Why I Declared War On One-Word Sentences
Expressive Question Forms and How to Teach Them To Your Students

Graham Dixon
by Graham Dixon 9,489 views

I try my best to be hip and up-to-date.

I really do. I’ve been paying attention to the teenage lingo, and I’m not completely lost when around it. I encourage my students to copy what they hear, and to try to sound native; this often means adopting slang and other idiomatic forms, and I’m fine with that, truly.

One exception to this pattern, as I’ve written about before is my dislike of ‘like’. I take steps to eradicate it whenever I hear it. My students are split on this; some agree that it makes them sound like a vacuous teenager, while others regard it as an essential element of the linguistic Zeitgeist. Debate can be spirited, and that’s as it should be.

And I have to say that another exception to my generally permissive attitude is that short-hand, irritatingly brief interrogative expression, ‘What?’

And before you roll your eyes at the prospect of another TeflGuy monologue on just how terrible the modern world has become, bear with me for a paragraph or two while I set out my stall. I suspect we’ll find a good deal of common ground.

4 Ideas for Teaching Your ESL Students Expressive Question Forms

  1. 1

    What’s Wrong With ‘What?’

    1. It’s lazy. I’m committed to promoting fluency among my students, and therefore long ago declared war on one-word sentences. I mean, if a student uses one, it’s not as though they’ve drowned a puppy or started a fire in a rainforest; I just want them to remember that the English language is so wonderfully nuanced, enabling them to say precisely what you mean, and they’ve rejected this opportunity in favor of a single, very blunt, monosyllabic word.

    2. It doesn’t really communicate anything. Well, that’s not strictly true. It’s a very basic interrogative marker, expressing simply that you need your partner to repeat what they’ve just said. But it doesn’t express why you need it repeated, or what was lacking about the initial statement (see below).

    3. It’s rude. Apart from their deleterious effect on the gaining of fluency, single-word sentences are poor etiquette. They show a disrespect for the speaker, and an unwillingness to be precise about the actual nature of your question. Just ask my grandparents, who would clip my ear whenever I said it. In many cultures, it’s just not done.
  2. 2

    Fair Enough. But Why Do Our Students Use It So Often?

    This is by no means an exhaustive list, but it helps us to consider why ‘what?’ is so common.

    1. Genuine incomprehension. They heard the words, but something entirely clouded their meaning. Perhaps the sentence was too long to follow, or had a complex structure which obscured its meaning. Perhaps a critical word was, in fact, a new word for the listener, and this made the sentence’s meaning impossible to guess.

    2. Auditory problems. They didn’t hear all the words. Maybe the speaker mumbled, or spoke too quickly (a common problem, by the way, among new teachers). Maybe there was some background noise which made it hard to hear.

    3. Surprise. We can generally (though not always) tell by the tone of the remark that the listener is taken aback by what they’re being told.

    4. Disbelief / Doubt. The listener can’t believe what they’re hearing. Again, the tone and facial expression will clue us in, but not necessarily on every occasion.

    5. Gaps in understanding. The sentence made partial sense, but gaps remain, either because of vocabulary problems, or because the listener lacks background information with which to make sense of the comment.

* Stated task 1: In the post on one-word sentences, which word does the writer take steps to eradicate whenever hearing it?

(Extracted data entries)
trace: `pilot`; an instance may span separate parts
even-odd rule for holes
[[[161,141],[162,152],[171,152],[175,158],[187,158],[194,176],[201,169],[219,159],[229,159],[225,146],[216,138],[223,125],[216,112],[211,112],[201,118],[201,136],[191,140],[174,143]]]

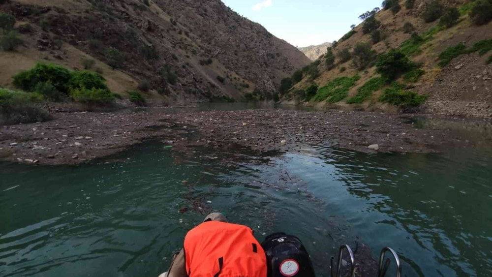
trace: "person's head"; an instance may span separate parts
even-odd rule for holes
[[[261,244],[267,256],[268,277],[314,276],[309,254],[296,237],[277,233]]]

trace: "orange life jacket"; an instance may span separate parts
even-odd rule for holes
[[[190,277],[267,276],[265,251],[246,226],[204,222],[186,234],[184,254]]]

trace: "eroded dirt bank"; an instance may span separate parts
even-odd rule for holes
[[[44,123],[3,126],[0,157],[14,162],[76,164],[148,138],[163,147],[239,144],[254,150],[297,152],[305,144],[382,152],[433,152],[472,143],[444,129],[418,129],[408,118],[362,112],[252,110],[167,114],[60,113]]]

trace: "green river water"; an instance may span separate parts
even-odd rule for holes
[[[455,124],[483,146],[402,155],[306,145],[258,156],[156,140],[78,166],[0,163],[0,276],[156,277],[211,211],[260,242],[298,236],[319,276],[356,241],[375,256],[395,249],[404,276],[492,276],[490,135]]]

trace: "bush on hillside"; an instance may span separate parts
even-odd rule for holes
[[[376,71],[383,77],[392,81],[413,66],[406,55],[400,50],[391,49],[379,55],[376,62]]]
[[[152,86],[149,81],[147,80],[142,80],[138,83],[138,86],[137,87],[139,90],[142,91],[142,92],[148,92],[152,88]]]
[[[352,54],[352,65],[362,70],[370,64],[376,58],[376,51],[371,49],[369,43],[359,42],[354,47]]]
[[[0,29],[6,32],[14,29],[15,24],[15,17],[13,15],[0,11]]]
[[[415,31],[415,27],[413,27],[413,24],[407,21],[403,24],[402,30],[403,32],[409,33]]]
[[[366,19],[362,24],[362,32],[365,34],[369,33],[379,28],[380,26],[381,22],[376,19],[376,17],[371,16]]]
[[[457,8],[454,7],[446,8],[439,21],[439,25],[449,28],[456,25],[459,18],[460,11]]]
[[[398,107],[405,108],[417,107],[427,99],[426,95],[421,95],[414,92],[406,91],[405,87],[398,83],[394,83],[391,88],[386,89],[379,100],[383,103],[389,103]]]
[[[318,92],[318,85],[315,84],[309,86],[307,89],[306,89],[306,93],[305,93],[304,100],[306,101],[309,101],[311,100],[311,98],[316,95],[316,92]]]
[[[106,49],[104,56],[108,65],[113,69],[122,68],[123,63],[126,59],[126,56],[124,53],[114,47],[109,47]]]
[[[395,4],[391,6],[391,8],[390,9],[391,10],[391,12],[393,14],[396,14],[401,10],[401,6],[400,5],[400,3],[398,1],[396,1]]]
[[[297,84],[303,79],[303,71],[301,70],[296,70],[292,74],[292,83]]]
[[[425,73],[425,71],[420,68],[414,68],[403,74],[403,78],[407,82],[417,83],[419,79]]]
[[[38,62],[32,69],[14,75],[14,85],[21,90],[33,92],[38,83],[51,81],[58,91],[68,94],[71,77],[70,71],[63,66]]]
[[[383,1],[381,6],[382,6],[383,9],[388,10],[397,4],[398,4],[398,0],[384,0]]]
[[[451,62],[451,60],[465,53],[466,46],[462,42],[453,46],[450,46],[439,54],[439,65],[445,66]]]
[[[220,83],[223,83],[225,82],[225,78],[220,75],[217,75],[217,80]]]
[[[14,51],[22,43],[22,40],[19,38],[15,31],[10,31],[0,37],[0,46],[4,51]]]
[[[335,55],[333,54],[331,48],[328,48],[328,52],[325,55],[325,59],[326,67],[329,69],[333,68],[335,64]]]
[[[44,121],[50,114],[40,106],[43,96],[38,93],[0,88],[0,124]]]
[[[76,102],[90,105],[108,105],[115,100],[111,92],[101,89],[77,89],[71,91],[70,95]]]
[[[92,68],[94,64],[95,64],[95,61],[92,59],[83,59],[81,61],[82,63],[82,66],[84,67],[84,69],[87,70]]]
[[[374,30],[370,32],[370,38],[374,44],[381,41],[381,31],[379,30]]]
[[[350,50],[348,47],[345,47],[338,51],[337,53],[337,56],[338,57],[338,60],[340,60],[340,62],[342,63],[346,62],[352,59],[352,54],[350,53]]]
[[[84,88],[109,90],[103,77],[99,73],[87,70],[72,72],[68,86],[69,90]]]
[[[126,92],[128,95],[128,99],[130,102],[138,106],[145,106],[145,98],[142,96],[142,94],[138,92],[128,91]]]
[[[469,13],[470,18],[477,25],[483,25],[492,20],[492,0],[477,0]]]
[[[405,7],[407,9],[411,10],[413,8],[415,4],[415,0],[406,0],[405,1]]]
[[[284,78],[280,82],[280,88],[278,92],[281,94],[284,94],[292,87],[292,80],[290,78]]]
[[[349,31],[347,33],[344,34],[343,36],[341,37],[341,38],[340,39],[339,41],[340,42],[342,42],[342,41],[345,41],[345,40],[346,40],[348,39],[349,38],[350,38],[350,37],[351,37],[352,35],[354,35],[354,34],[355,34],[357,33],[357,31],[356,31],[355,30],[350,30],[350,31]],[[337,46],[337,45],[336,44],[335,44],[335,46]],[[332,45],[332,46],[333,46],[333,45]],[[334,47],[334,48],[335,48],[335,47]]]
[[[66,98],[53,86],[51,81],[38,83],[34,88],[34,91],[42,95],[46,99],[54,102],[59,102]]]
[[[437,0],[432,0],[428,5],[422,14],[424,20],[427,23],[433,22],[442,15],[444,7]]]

* Stated task 2: Pull out each line of the listing that contains the string "separate".

* Exercise output 1: 'Like'

* Exercise output 2:
trace: `pilot`; an instance may span separate parts
trace: "person's head"; an instance may span separate parts
trace: "orange life jacket"; an instance may span separate parts
trace: "eroded dirt bank"; an instance may span separate parts
trace: "green river water"; an instance may span separate parts
trace: "bush on hillside"; an instance may span separate parts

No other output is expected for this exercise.